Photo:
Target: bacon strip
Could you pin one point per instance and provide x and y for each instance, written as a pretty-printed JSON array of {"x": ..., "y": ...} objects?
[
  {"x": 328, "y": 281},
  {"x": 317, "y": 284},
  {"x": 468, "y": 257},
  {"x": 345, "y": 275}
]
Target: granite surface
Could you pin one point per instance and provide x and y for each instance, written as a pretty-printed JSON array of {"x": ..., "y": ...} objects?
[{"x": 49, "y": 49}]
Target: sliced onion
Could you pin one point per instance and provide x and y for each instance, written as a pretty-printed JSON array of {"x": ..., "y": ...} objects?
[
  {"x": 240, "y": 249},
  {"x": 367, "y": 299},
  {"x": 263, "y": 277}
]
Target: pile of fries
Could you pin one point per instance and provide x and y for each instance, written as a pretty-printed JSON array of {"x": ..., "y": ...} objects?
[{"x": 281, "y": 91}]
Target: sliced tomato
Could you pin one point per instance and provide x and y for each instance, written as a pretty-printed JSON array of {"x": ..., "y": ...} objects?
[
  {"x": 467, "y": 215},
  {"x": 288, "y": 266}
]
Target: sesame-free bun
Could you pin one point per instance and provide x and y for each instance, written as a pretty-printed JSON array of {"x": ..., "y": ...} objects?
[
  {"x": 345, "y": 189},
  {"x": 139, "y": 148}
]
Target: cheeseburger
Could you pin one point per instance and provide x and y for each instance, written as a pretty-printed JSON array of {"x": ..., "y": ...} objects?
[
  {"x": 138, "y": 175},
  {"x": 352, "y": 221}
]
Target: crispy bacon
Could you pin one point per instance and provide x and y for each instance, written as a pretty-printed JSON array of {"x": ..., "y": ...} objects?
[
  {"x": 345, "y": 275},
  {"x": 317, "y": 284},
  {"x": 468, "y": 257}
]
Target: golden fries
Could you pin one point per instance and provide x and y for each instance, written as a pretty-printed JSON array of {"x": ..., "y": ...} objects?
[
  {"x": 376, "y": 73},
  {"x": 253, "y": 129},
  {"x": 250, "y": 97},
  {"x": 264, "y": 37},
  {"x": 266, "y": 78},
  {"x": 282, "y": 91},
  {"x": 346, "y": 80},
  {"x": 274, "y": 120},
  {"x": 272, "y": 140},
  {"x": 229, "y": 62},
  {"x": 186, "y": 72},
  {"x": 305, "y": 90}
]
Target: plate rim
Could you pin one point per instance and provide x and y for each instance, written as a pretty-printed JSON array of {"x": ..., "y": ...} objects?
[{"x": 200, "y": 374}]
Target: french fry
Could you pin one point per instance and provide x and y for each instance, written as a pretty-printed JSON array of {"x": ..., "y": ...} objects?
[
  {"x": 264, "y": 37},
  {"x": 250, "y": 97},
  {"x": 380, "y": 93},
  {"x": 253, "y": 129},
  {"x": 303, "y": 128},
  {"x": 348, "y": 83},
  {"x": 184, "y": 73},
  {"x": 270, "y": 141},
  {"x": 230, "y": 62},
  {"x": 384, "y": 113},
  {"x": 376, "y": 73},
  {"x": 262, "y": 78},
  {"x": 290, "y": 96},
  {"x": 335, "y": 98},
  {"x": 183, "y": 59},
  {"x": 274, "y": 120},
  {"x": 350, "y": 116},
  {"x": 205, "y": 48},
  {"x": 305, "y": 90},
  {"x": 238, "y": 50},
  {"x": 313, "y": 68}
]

## Your task
In this exercise, copy only the lines from the opening line of the material through the line where "Target: sesame-free bun" appears.

## Answer box
Photo:
Target: bacon strip
Could you pin one point per instance and provide x and y for each instance, written as a pretty-printed JSON array of {"x": ..., "y": ...} objects?
[
  {"x": 328, "y": 281},
  {"x": 317, "y": 284},
  {"x": 468, "y": 257},
  {"x": 345, "y": 275}
]
Target: granite surface
Could you pin one point per instance and provide x and y for each instance, written as a pretty-printed JSON array of {"x": ..., "y": ...} objects?
[{"x": 49, "y": 49}]
Target: sliced onion
Could you pin one point per instance and provide x and y for each instance, written as a pretty-printed JSON array of {"x": ..., "y": ...} objects?
[
  {"x": 240, "y": 249},
  {"x": 367, "y": 299},
  {"x": 263, "y": 277}
]
Target: pile of fries
Could you pin one point per instance and provide x and y for each instance, written as a pretty-printed JSON array of {"x": ..., "y": ...} objects?
[{"x": 281, "y": 91}]
Target: sliced tomato
Could you pin one point per instance and provide x and y for each instance, written as a pretty-printed JSON array of {"x": ..., "y": ...} objects?
[
  {"x": 467, "y": 215},
  {"x": 288, "y": 266}
]
Target: sesame-free bun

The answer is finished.